Give back all the data exactly, line by line.

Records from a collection
** BEGIN **

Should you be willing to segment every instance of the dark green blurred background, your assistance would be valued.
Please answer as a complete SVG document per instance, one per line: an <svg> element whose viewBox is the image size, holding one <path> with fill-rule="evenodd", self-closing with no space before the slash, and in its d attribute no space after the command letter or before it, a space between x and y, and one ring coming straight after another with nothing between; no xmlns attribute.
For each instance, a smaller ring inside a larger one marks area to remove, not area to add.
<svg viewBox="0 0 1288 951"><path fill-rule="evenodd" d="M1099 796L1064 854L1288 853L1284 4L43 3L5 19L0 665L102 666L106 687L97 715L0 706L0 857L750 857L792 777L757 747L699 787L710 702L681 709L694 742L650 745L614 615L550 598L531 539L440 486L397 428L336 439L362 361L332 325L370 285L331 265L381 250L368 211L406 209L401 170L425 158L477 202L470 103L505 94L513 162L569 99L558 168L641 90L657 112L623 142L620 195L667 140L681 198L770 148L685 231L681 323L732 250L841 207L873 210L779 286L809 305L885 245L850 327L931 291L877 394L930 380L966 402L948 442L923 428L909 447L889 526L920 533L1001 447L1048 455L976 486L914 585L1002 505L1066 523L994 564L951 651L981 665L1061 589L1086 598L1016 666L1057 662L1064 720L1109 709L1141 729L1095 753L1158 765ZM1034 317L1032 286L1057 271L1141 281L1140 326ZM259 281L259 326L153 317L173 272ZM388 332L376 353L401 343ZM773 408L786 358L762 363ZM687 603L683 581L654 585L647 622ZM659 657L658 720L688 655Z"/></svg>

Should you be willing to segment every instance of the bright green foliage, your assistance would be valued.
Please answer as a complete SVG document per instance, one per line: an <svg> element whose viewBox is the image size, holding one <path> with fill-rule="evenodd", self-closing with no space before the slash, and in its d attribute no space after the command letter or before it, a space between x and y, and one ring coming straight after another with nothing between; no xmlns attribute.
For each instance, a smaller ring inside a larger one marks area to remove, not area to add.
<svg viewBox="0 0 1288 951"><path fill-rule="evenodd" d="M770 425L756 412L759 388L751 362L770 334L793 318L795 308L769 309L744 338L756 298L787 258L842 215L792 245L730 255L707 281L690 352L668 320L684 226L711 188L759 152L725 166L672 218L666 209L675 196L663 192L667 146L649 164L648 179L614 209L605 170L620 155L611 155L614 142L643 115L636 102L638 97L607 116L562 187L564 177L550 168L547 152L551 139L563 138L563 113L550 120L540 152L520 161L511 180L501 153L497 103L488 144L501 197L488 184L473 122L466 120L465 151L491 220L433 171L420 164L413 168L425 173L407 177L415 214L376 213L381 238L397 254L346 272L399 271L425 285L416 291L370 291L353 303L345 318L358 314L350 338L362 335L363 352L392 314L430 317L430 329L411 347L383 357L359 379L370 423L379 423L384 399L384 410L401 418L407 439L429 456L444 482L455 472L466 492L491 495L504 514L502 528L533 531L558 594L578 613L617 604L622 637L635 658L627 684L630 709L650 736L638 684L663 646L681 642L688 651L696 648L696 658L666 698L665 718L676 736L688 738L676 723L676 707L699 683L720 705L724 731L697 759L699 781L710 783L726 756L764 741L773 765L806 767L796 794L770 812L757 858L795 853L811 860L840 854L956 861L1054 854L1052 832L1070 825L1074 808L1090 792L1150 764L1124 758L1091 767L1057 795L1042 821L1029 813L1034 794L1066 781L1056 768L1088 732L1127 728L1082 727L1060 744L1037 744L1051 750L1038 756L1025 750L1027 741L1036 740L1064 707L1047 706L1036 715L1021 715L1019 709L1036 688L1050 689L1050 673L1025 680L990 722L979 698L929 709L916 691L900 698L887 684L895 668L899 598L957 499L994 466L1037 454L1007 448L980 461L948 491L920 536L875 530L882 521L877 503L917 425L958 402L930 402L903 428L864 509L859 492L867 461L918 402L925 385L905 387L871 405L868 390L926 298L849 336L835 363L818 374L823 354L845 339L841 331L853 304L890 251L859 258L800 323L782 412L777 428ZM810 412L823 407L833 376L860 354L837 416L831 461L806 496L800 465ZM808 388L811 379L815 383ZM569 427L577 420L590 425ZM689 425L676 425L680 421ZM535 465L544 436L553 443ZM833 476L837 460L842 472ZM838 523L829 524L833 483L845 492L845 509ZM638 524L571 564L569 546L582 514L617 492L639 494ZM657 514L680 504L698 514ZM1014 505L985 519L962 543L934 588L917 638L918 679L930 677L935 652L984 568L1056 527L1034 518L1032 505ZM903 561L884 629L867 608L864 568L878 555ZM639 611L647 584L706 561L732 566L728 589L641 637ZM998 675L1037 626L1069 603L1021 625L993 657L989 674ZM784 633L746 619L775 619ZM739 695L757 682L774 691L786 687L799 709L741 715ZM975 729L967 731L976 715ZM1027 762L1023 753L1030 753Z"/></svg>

** END **

» Written solution
Should you be willing to segment every instance of the dark green blurred background, your assistance would be valued.
Please answer as a complete SVG document per instance, one per line: an <svg> element whose viewBox is the image size, holding one <path> with fill-rule="evenodd", self-closing with no space before the slash, and in its d attribute no space after the command letter or before it, a space between x and y, and one ring coming straight after another with nothing between; no xmlns attribute.
For each instance, a smaller ring inside a larger one marks area to remove, not area to add.
<svg viewBox="0 0 1288 951"><path fill-rule="evenodd" d="M1099 796L1064 854L1288 853L1284 4L43 3L5 19L0 665L102 666L106 687L97 715L0 706L0 857L750 857L792 777L757 747L699 787L710 702L681 709L694 742L650 745L614 615L550 598L531 539L440 486L397 428L336 439L362 361L332 325L370 285L331 265L381 250L368 211L406 209L401 170L425 158L477 202L470 103L505 94L513 162L569 99L558 168L641 90L657 112L623 142L620 195L667 140L681 198L770 148L685 231L681 323L732 250L841 207L873 210L779 286L809 305L885 245L850 327L931 291L877 394L930 380L966 402L948 442L923 428L909 447L889 526L920 533L1001 447L1048 455L976 486L914 585L1002 505L1066 523L994 564L951 651L981 665L1061 589L1086 598L1016 666L1057 662L1064 720L1109 709L1141 729L1095 753L1158 765ZM1034 317L1032 286L1057 271L1141 281L1140 326ZM259 281L259 326L153 317L173 272ZM388 332L376 353L401 343ZM773 408L786 358L762 363ZM687 603L683 581L654 585L647 622ZM659 657L658 720L688 655Z"/></svg>

Should you be willing to segment every instance of the bright green foliage, your assistance would be valued.
Please answer as a complete SVG document per instance, one per line: an <svg> element whose viewBox is the image size, holding one <path> with fill-rule="evenodd", self-closing with no space before the slash, and in its d attribute no space after the command letter or before it, a space between x and y, and one ring coming straight after another with nothing between; no xmlns attribute.
For each instance, a smaller ring inside a larger one marks area to remove, not area to add.
<svg viewBox="0 0 1288 951"><path fill-rule="evenodd" d="M770 425L756 412L759 388L751 362L770 334L793 318L795 308L769 309L744 338L756 298L787 258L842 215L792 245L730 255L707 281L690 352L668 320L684 226L711 188L759 152L725 166L672 218L666 209L675 196L663 192L667 146L649 164L648 179L614 209L605 170L620 155L611 155L614 142L643 115L636 102L638 97L607 116L562 187L564 177L550 168L547 152L551 139L563 138L563 113L550 120L540 152L520 161L511 180L501 153L497 103L488 144L501 197L488 184L473 122L466 120L465 151L491 220L433 171L420 164L413 168L425 173L407 177L415 214L376 213L381 238L397 254L346 272L399 271L425 285L416 291L370 291L353 303L345 318L358 314L350 338L362 335L363 352L392 314L430 317L430 329L411 347L383 357L359 379L370 423L379 423L384 399L384 410L401 418L407 439L429 456L444 482L455 472L466 492L491 495L504 514L502 528L533 531L558 594L578 613L617 604L622 637L635 658L627 684L630 709L650 736L638 684L663 646L681 642L688 651L696 648L696 658L666 698L665 718L676 736L688 738L676 723L676 707L699 683L720 705L724 731L697 759L699 781L710 783L726 756L764 741L773 765L806 767L796 794L770 812L757 858L795 853L811 860L840 854L956 861L1054 854L1052 832L1070 825L1074 808L1090 792L1150 764L1124 758L1091 767L1057 795L1042 821L1029 813L1034 794L1066 781L1056 768L1088 732L1127 728L1082 727L1060 744L1037 744L1051 750L1038 756L1025 750L1027 741L1036 740L1064 707L1047 706L1036 715L1021 715L1019 709L1036 688L1050 689L1050 673L1025 680L990 722L979 698L929 709L916 691L900 698L887 684L895 668L899 598L957 499L994 466L1037 454L1007 448L980 461L948 491L920 536L875 530L882 521L877 503L917 425L958 402L930 402L903 428L864 509L859 492L867 461L918 402L925 385L905 387L871 405L868 390L926 298L849 336L835 363L818 374L823 354L845 339L841 331L853 304L890 251L859 258L800 323L782 412L777 428ZM810 412L823 407L833 376L860 354L837 416L831 461L806 496L800 465ZM808 388L811 379L815 383ZM569 427L577 420L590 425ZM689 425L676 425L680 421ZM535 465L544 436L553 443ZM833 476L837 460L842 472ZM838 523L829 524L833 483L845 492L845 509ZM638 524L571 564L569 546L582 514L617 492L639 494ZM657 514L680 504L698 514ZM1014 505L985 519L962 543L934 588L917 638L918 679L930 677L935 652L984 568L1056 527L1034 518L1032 505ZM903 561L884 629L867 608L864 568L878 555ZM639 611L647 584L706 561L732 566L728 589L641 637ZM998 675L1037 626L1069 603L1021 625L993 657L989 674ZM784 633L746 619L775 619ZM739 695L757 682L774 691L786 687L799 709L741 715ZM975 729L967 731L976 715ZM1027 762L1023 753L1030 753Z"/></svg>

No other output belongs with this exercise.